• QUELLENAUSZUG:
# Wieder Außenborder gestohlen



## Olberding (13. November 2009)

Moin Leute.
muß euch mal wieder schlechte Nachricht mitteilen in der
Nacht vom 10-11 Nov. wurden in Großenbrode wieder vier
Außenborder gestohlen.von 135 Ps - ? der 135er wiegt 270 Kg wie machen die das?
befor ich wieder blöde Antworten bekomme!
Ich schreibe dieses um euch zu warnen und das Ihr auf eure
Sachen Aufpasst!

Gruß von der Küste
Olberding


----------



## guifri (13. November 2009)

*AW: Wieder Außenborder gestohlen*

Land oder Wasserlieger? Mein Boot ist gerade bei ebay.....


----------



## NoiseKick (13. November 2009)

*AW: Wieder Außenborder gestohlen*

Hallo Olberding,

ist vielleicht auch nur ne blöde Antwort aber warum verseht ihr die Motoren nicht mit einer Alarmanlage oder schweisst ne Ankerkette daran.
Was sind schon heutzutage 200 oder mehr Kilo.Haben die den eine Möglichkeit mit einem Auto daran zu kommen.Dann ist es ja theoretisch recht "einfach "diese zu stehlen.:e

Aber die Versicherung kommt doch für den Diebstahl in Frage.

Greetz


----------



## BertG (13. November 2009)

*AW: Wieder Außenborder gestohlen*



guifri schrieb:


> Land oder Wasserlieger? Mein Boot ist gerade bei ebay.....


 

Landlieger.

Gruß

Bert


----------



## HD4ever (13. November 2009)

*AW: Wieder Außenborder gestohlen*

man sollte da wirlich nix mehr abstellen ! #d
das sind Profis und sie wissen ganue wie sie 200 Kg möglichst schnell vom Boot runter bekommen #q
schätze das nächste mal schauen die wieder in 4-6 Wochen vorbei ....


----------



## Metabolic (13. November 2009)

*AW: Wieder Außenborder gestohlen*



> ist vielleicht auch nur ne blöde Antwort aber warum verseht ihr die Motoren nicht mit einer Alarmanlage oder schweisst ne Ankerkette daran.


 
das bringt alles nichts. Die sind heute so schlau und haben Stickstoff in Thermoskannen dabei. Davon etwas auf Schloss oder Kette und einen beherzten Schlag mit dem Hammer und dann ist der Außenborder dein eigen..........

• VORLIEGENDES MATERIAL:

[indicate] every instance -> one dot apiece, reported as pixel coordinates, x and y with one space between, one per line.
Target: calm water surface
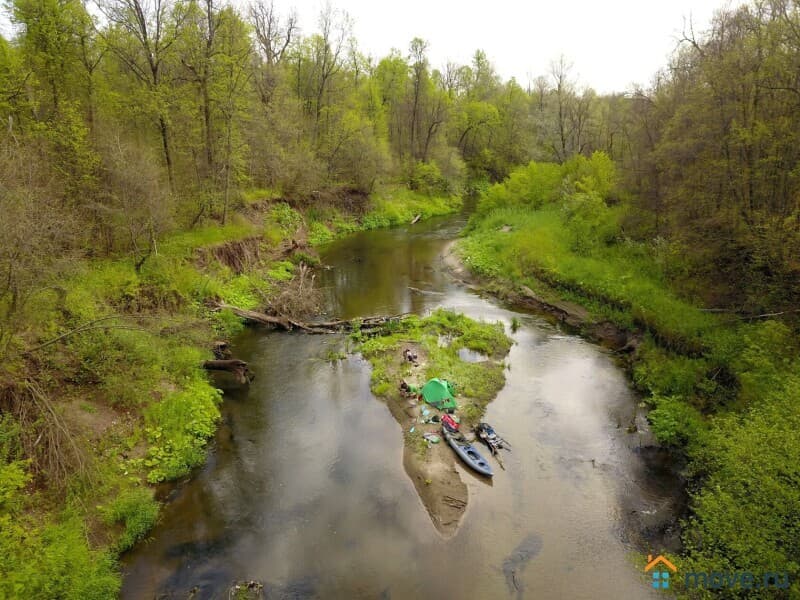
305 491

• DEINE AUFGABE:
Setze bitte den Forenthread über die gestohlenen Außenborder nach dem letzten Beitrag fort.

• ERGEBNIS:
----------



## HD4ever (13. November 2009)

*AW: Wieder Außenborder gestohlen*

zur Not wird um den Außenborder halt auch großzügig drumrum geflext um den samt Spiegel schnell abzubauen ...
das Gesindel kommt garantiert immer mit nem Transporter und 2-3 Mann wenn die in einer Nacht gleich 6 Stück abmontieren

wenn dann würde nur eine Alarmanlage auf dem Gelände was bringen und nen vernünftiger Zaun wo man nix rüber gehoben bekommt ....


----------



## sunny (13. November 2009)

*AW: Wieder Außenborder gestohlen*

Unglaubliche Schweinerei sowas :r. 

Kommt denn da wenigstens die Versicherung für den Schaden auf oder kann die sich da wieder "rauswinden", weil nix abgeschlossen, öffentlich zugänglich oder was weiß ich, was die noch alles ins Feld werfen, um nicht bezahlen zu müssen.


----------



## zanderzone (13. November 2009)

*AW: Wieder Außenborder gestohlen*

Die Versicherung wird für den Schaden nicht aufkommen,es sei denn die Bootsversicherer haben eine Vollkasko für Ihr Boot abgeschlossen! Und die ist in der Regel sehr teuer! Die Teilkaskoversicherung haftet nur für den Diebstahl des gesamten Bootes! Teildiebstahl ist nicht in der Teilkaskoversicherung mitversichert!!!!!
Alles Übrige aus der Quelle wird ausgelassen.